What to do: For every entry, reproduce the wording exactly and omit any image it holds.

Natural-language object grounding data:
*** Block opens ***
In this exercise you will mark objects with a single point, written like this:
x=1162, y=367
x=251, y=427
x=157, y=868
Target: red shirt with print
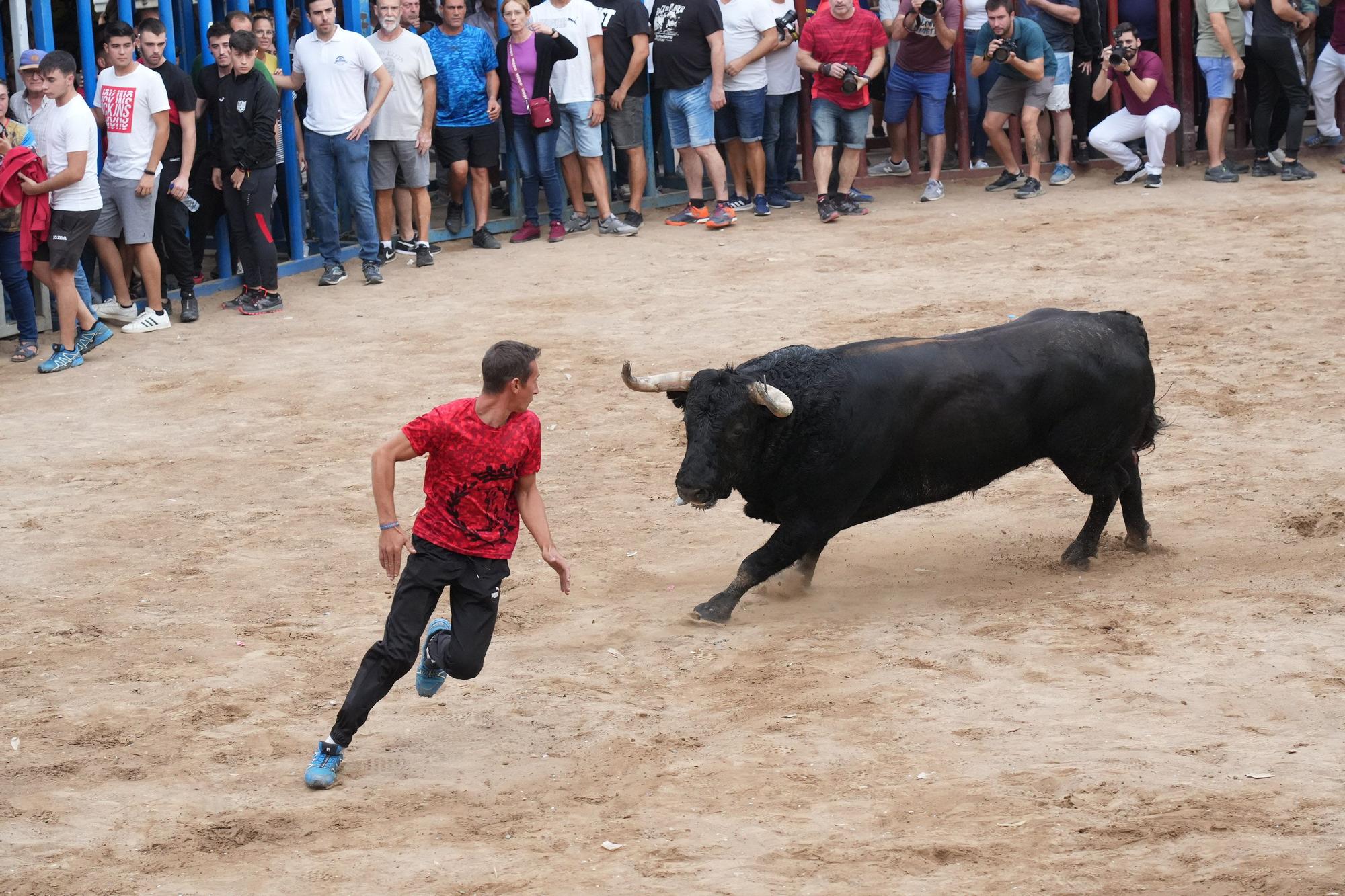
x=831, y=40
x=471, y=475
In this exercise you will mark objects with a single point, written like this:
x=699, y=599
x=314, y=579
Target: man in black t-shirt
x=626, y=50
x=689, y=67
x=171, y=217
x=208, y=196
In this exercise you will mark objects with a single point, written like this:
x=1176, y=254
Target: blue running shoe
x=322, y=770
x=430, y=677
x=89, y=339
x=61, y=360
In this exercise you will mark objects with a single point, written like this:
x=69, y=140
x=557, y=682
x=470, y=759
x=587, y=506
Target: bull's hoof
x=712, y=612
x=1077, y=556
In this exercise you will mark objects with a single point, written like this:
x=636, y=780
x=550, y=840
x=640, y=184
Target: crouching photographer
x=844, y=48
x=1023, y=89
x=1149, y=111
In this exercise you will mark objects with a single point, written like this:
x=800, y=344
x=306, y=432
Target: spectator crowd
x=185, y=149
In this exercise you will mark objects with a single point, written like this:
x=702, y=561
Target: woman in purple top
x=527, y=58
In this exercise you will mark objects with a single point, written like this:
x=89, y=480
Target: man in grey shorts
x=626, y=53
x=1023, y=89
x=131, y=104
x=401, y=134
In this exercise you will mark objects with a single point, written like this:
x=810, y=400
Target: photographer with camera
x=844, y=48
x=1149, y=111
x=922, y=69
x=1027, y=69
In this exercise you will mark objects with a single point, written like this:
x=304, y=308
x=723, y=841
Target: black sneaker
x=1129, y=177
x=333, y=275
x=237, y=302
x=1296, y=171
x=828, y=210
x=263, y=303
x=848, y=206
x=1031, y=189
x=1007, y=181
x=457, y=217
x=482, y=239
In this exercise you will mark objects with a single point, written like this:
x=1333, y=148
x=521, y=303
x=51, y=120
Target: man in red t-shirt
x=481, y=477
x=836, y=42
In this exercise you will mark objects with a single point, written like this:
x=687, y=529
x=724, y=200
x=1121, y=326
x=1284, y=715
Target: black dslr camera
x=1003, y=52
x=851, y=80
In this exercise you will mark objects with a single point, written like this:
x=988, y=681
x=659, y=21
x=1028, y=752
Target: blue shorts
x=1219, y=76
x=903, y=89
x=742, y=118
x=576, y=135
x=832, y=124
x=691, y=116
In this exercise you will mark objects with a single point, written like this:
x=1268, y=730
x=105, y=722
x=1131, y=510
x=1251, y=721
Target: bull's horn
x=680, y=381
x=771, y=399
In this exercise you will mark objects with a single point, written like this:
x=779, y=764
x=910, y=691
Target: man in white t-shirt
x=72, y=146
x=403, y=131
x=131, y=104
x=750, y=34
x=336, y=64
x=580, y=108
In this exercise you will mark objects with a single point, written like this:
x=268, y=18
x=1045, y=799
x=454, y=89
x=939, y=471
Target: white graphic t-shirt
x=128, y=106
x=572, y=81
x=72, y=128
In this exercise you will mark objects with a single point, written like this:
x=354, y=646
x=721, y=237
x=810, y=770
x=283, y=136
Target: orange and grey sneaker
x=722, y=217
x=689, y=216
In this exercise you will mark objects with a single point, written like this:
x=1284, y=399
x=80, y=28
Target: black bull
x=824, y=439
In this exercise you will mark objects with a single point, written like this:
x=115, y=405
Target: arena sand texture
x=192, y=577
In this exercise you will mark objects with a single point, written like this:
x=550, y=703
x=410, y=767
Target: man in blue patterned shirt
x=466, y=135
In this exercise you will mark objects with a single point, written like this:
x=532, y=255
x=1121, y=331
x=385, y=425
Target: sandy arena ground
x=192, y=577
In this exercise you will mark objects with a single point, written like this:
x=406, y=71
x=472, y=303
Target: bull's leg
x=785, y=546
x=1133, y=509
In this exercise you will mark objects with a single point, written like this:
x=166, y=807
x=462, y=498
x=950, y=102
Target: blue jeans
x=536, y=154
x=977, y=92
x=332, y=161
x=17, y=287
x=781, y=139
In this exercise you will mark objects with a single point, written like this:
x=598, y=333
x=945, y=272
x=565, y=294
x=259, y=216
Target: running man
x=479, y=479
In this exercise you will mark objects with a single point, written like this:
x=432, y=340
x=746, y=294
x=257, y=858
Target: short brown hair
*** Block closes ***
Response area:
In this exercise you will mark objects with a single point, written like this:
x=1162, y=367
x=251, y=427
x=157, y=868
Target: red shirt with print
x=831, y=40
x=471, y=475
In this exercise you will mark objects with a single point, written like this:
x=699, y=599
x=314, y=579
Target: man in black t-shirt
x=626, y=50
x=689, y=67
x=171, y=217
x=208, y=196
In this exercise you will mark objects with a single point, written like this:
x=1176, y=254
Target: blue running shoe
x=322, y=770
x=430, y=677
x=89, y=339
x=61, y=360
In this exercise you will mark objects with a single point, written like this:
x=69, y=140
x=557, y=682
x=470, y=759
x=587, y=506
Target: bull's hoof
x=712, y=612
x=1077, y=556
In this exercise you will mark objects with a single point, written like this:
x=636, y=780
x=550, y=840
x=640, y=184
Target: crouching photographer
x=844, y=48
x=1023, y=89
x=1149, y=111
In this exercise you will mark objects with a single point, written like this:
x=800, y=344
x=306, y=432
Target: spectator crowd
x=185, y=149
In this exercise you will mark objects with a single point, written like this:
x=702, y=561
Target: woman in purple top
x=527, y=58
In this exercise you will mark objects with a single point, written like this:
x=89, y=480
Target: man in grey shorts
x=626, y=53
x=1023, y=89
x=131, y=104
x=401, y=134
In this exercise you will mark objects with a single point, written like this:
x=810, y=400
Target: photographer with camera
x=844, y=48
x=1149, y=111
x=922, y=69
x=1027, y=69
In this exercise you will mark objects with a single point, written like this:
x=304, y=308
x=723, y=841
Target: black sneaker
x=1129, y=177
x=333, y=275
x=237, y=302
x=1296, y=171
x=828, y=210
x=263, y=303
x=848, y=206
x=1031, y=189
x=1007, y=181
x=457, y=217
x=482, y=239
In this exercise you will mark objects with a single point, written like this:
x=1333, y=148
x=521, y=303
x=51, y=120
Target: man in red t-shirt
x=481, y=477
x=836, y=42
In this exercise you will mark objects with a single point, written like this:
x=687, y=529
x=724, y=200
x=1121, y=326
x=1284, y=715
Target: black dslr camera
x=1003, y=52
x=851, y=80
In this exercise you will mark objects with a single point, written like this:
x=988, y=681
x=659, y=21
x=1028, y=752
Target: blue shorts
x=1219, y=76
x=903, y=89
x=742, y=118
x=576, y=135
x=832, y=124
x=691, y=116
In this exercise you will mark objects with a single point, written like this:
x=1268, y=730
x=105, y=722
x=1131, y=510
x=1251, y=721
Target: bull's horn
x=680, y=381
x=771, y=399
In this exercise you will mark objects with a single point, written like this:
x=779, y=764
x=910, y=691
Target: man in white t-shirt
x=72, y=146
x=403, y=131
x=131, y=104
x=750, y=34
x=336, y=64
x=580, y=108
In this exercise you will mark objects with a single point, written like this:
x=268, y=18
x=1045, y=799
x=454, y=89
x=939, y=471
Target: white graphic t-shirt
x=128, y=106
x=572, y=81
x=72, y=128
In this exercise you will mark objects with a single point, written like this:
x=354, y=646
x=721, y=237
x=810, y=770
x=283, y=136
Target: orange and grey sneaker
x=722, y=217
x=689, y=216
In this exercise you will mark objects with a single point, written like this:
x=1284, y=399
x=80, y=28
Target: black bull
x=824, y=439
In this exercise you will mark objects with a single point, written like this:
x=115, y=405
Target: arena sand texture
x=192, y=577
In this exercise you will mark objects with a single point, written like this:
x=550, y=703
x=410, y=767
Target: man in blue patterned shirt
x=466, y=135
In this exercise you will mark objects with a single point, written like this:
x=532, y=255
x=1121, y=331
x=385, y=425
Target: sandy arena ground
x=192, y=577
In this exercise you will mark objects with a single point, written like this:
x=406, y=71
x=472, y=303
Target: bull's leg
x=785, y=546
x=1133, y=509
In this exercise you will mark objects with a single point, written like this:
x=166, y=807
x=462, y=498
x=950, y=102
Target: blue jeans
x=536, y=154
x=977, y=92
x=332, y=161
x=17, y=287
x=781, y=139
In this exercise you will mark objects with a single point, written like this:
x=598, y=333
x=945, y=272
x=565, y=294
x=259, y=216
Target: running man
x=479, y=479
In this exercise you will mark objects with a single point, written like this:
x=432, y=340
x=746, y=294
x=257, y=858
Target: short brown hair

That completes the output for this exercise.